Object position labeling entries:

+++

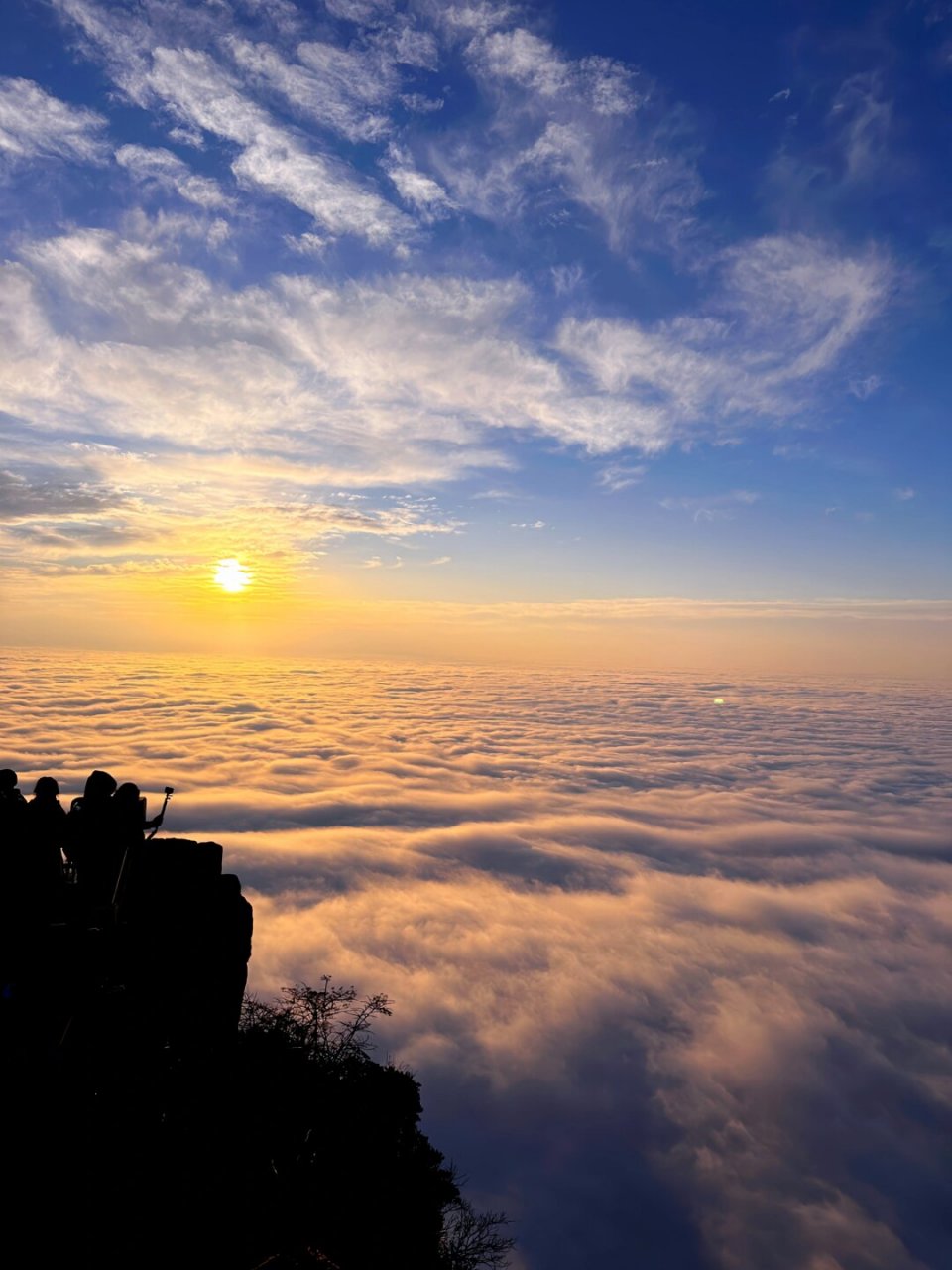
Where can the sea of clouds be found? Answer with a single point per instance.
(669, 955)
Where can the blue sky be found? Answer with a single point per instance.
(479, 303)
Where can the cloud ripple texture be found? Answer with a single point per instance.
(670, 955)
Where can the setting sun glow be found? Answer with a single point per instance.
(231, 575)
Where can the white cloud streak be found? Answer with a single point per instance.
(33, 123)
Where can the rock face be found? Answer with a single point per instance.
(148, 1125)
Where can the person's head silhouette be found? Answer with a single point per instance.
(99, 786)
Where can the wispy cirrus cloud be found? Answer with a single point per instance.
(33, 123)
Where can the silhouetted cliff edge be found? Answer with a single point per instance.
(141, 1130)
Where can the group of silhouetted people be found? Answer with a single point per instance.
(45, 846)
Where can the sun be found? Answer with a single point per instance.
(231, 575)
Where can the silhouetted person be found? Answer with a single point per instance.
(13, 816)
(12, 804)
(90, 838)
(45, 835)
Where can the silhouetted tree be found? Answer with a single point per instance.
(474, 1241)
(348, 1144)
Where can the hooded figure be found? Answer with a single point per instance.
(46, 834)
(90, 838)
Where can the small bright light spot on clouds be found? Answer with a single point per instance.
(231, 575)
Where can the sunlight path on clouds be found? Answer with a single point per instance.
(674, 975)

+++

WHAT TO DO: Reproduce every line of the listing, including each request, but increase every coordinate value in the answers by 11. Omit the pictures from your reproduction.

ANSWER TO THIS TASK:
Where can the sea of clouds be found? Answer with a single point per instance.
(680, 966)
Where can the blue sky be found? Answer with a single point per instance.
(490, 314)
Where can the cloud ripple texture be found? Answer with a single point per instance.
(681, 966)
Where can the setting sun glow be found? Answer with a single point per instance.
(242, 586)
Where can the white cloud streak be found? Answer with a single point per instance.
(44, 134)
Where can the rock face be found? Answer with a single point per instance.
(159, 1136)
Where can the person's head silhouette be found? Answer with a single point per instance.
(110, 797)
Where can the wispy cirrus cloud be found? Answer with a single point per instance.
(44, 134)
Where can the silhouetted cliff edge be found? Answer with a single point per instance.
(152, 1141)
Where can the group of silhouetted people be found? Answer with a single point per instance.
(56, 857)
Where can the sun be found? Answer with a single point per instance.
(242, 586)
Where can the silhouetted person be found? Answer with a single point per instance.
(24, 827)
(23, 815)
(101, 849)
(56, 846)
Where can the silhouetted tree be found? Answer with a single point per instance.
(485, 1252)
(359, 1155)
Where can the hooded figure be found? Answer with a single point per instance.
(57, 845)
(101, 849)
Where can the small bright light spot on clouds be found? Answer with a single point per instance.
(242, 586)
Where can the sunlight path on clouds be found? Answer with a single point per instance.
(685, 986)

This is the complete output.